**Excerto do documento:**

---*---

A popularidade da chamada genética de consumo disparou a partir de 2000. Hoje, várias empresas vendem testes de DNA a preços módicos (50-100 €) que permitem a qualquer um investigar a sua genealogia de forma eficaz. Através de uma amostra de saliva recolhida com um kit simples, empresas como a MyHeritage, Family Tree DNA ou Ancestry DNA analisam o DNA de cada cliente, gerando um ficheiro com a sua constituição genética. Estes dados são então comparados com os perfis registados em cada empresa, permitindo identificar indivíduos que partilham determinados segmentos de DNA e que, portanto, possuem ancestrais comuns. Os testes são ideais para construir árvores genealógicas, encontrar primos distantes (até ao terceiro grau), reunir filhos adotados e famílias biológicas ou revelar origens étnicas. As hipóteses de encontrar correspondências genéticas aumentam significativamente se os ficheiros genéticos forem partilhados em bases genéticas públicas. Estima-se que existam hoje mais de 15 milhões de perfis de DNA no conjunto atual de bases genéticas.

---*---

**Entradas de dados:**
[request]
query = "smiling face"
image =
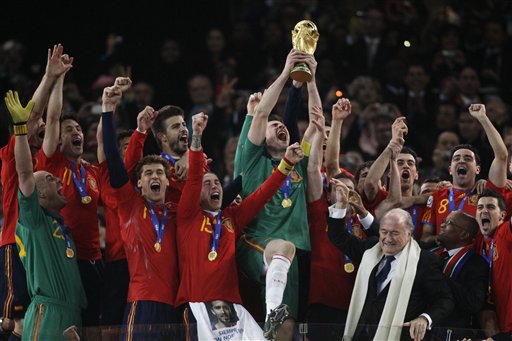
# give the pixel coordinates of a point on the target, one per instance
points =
(489, 215)
(211, 193)
(407, 170)
(175, 139)
(49, 189)
(463, 168)
(71, 139)
(153, 182)
(394, 233)
(277, 136)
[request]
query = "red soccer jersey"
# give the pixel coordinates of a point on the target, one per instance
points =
(114, 245)
(439, 206)
(202, 280)
(134, 154)
(330, 284)
(417, 212)
(153, 275)
(501, 274)
(81, 218)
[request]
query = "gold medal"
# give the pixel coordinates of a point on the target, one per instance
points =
(212, 255)
(69, 252)
(349, 267)
(287, 202)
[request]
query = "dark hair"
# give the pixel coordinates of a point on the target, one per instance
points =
(163, 114)
(366, 164)
(493, 194)
(465, 146)
(150, 159)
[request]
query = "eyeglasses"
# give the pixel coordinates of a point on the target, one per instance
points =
(451, 222)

---*---

**O que fazer:** Retome o texto sobre a genética de consumo e os testes de DNA, continuando-o a partir da última frase apresentada.

**A sua resposta:**
O sucesso da genealogia genética assenta em muito na partilha voluntária dos perfis individuais em bases públicas.
A plataforma GEDmatch, por exemplo, permite a cada utilizador fazer o upload dos seus dados genéticos, disponibilizando ferramentas de análise genealógica e acesso a toda a informação carregada (cerca de 1 milhão de perfis). Ou seja, na prática, os utilizadores abdicam da sua privacidade genética a troco de informação acerca dos seus parentes e ancestrais. É precisamente esse acesso totalmente livre que está na origem das inúmeras histórias de sucesso registadas na Sociedade Internacional de Genealogia Genética [1].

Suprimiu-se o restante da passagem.